[Records contained in a dataset]
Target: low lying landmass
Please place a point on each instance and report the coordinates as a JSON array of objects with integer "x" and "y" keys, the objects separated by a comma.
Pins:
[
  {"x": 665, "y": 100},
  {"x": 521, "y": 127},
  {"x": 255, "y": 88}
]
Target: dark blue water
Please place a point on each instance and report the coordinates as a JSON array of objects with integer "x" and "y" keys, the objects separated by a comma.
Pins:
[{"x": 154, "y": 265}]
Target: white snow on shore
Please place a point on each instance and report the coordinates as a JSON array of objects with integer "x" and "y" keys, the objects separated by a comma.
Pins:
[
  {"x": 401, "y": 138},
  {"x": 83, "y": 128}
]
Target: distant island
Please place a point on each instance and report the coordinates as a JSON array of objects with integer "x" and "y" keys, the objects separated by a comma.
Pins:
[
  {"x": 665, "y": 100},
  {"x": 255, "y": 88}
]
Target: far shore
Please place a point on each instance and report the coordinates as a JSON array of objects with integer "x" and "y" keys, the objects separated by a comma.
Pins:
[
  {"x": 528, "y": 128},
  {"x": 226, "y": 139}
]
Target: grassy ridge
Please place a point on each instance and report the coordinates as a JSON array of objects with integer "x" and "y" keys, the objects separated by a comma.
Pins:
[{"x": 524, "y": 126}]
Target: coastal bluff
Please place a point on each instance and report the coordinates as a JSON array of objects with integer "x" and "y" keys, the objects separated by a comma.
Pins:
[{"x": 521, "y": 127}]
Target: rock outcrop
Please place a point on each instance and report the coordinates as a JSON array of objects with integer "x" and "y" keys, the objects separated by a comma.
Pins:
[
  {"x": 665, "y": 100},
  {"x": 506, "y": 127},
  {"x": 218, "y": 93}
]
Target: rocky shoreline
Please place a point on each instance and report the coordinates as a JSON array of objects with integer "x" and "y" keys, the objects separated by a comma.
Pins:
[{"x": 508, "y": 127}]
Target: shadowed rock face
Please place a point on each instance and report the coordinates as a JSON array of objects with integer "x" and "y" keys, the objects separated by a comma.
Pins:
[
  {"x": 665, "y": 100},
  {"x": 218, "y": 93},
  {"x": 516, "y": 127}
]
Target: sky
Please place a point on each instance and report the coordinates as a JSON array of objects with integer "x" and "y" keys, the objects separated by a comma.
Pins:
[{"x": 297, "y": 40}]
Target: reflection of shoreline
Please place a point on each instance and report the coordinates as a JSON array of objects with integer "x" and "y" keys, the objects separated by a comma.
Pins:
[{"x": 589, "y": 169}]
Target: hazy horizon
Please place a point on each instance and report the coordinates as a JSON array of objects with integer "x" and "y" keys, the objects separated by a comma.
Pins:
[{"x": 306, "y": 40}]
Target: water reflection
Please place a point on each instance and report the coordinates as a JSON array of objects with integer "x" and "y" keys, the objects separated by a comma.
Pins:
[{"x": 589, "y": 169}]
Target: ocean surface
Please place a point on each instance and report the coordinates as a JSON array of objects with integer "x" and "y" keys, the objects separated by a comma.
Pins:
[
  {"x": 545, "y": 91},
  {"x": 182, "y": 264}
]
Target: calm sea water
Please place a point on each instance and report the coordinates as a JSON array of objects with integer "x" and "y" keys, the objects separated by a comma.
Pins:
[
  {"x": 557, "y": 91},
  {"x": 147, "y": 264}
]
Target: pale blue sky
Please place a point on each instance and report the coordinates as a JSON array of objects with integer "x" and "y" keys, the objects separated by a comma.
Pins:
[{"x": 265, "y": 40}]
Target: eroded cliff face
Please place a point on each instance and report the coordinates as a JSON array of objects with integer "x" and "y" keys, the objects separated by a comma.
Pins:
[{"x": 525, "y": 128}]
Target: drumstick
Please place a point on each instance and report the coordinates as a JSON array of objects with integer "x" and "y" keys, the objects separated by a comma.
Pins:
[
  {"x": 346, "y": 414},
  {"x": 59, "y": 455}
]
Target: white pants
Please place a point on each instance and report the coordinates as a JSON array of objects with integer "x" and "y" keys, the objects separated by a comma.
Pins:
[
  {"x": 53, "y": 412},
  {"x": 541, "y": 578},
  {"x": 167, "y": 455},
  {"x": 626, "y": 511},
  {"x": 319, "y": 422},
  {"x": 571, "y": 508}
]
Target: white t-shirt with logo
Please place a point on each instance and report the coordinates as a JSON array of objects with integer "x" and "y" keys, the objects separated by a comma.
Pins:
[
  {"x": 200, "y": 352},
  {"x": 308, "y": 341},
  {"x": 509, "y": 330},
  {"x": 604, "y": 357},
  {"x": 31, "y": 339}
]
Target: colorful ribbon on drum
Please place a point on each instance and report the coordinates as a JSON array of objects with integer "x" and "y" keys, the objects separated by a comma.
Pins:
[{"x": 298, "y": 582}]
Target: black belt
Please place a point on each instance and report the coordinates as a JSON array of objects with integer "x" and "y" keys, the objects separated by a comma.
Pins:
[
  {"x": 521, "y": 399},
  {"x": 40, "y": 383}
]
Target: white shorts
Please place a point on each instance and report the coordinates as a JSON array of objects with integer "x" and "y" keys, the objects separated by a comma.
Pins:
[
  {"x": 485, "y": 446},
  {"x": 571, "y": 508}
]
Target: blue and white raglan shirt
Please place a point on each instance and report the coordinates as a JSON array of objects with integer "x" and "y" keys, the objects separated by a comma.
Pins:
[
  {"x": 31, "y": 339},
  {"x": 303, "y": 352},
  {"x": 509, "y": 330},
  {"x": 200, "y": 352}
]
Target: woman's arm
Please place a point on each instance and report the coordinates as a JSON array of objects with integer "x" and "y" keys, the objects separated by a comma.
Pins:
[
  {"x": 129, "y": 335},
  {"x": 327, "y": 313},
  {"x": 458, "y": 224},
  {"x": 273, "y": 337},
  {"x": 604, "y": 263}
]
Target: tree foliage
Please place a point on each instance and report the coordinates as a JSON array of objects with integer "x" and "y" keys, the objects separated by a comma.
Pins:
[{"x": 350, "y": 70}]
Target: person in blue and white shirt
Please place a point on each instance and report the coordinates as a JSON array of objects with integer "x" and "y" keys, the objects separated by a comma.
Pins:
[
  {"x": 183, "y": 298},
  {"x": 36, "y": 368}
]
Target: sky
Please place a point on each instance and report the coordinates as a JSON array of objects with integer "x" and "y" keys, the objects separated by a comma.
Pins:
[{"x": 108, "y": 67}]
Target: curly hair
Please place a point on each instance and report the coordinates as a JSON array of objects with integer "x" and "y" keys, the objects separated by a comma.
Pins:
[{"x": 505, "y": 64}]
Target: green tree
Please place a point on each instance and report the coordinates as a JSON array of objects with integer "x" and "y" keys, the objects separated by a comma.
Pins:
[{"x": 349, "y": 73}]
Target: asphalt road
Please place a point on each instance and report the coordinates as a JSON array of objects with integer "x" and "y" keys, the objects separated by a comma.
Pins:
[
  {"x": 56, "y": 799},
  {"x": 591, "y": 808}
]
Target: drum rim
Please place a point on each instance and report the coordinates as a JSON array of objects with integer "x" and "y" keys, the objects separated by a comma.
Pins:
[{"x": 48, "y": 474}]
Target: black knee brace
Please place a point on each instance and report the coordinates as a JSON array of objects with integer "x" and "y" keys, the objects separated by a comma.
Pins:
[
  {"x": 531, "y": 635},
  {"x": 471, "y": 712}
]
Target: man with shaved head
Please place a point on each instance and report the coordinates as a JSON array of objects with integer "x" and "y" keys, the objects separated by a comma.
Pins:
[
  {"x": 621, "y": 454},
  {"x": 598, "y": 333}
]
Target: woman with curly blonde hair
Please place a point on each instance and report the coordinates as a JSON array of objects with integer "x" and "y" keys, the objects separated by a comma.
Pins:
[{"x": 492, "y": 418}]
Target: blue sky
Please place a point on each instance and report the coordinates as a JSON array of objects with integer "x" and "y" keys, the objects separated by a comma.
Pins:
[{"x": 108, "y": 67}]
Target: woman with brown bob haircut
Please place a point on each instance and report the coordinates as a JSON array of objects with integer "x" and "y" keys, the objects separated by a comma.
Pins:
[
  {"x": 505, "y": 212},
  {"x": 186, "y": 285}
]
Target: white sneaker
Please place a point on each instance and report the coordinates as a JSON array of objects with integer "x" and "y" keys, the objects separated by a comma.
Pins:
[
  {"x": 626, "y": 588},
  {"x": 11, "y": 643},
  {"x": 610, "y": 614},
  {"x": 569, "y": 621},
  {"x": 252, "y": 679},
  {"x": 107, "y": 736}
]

*CHALLENGE*:
Go back to the data above and please quote exactly, and only, the lines from the line with "Target: blue sky" through its last line.

*OUTPUT OF THE TASK*:
Target: blue sky
Please place a point on each instance and report the coordinates as a JSON array of objects with integer "x" and "y" keys, the objects separated by a comma.
Pins:
[{"x": 108, "y": 67}]
Target: woman with brown bob haircut
Please place a point on each instance and report the coordinates as a JSON array of objects with integer "x" and "y" keys, the objects separated by a comma.
Pins:
[
  {"x": 505, "y": 212},
  {"x": 186, "y": 285}
]
Target: white sneaker
Please place a point on each instance and report the coordinates as a JSON array of objects with integer "x" and "y" keys, the objects separated by a comma.
Pins:
[
  {"x": 626, "y": 588},
  {"x": 11, "y": 643},
  {"x": 610, "y": 614},
  {"x": 569, "y": 621},
  {"x": 252, "y": 679},
  {"x": 107, "y": 736}
]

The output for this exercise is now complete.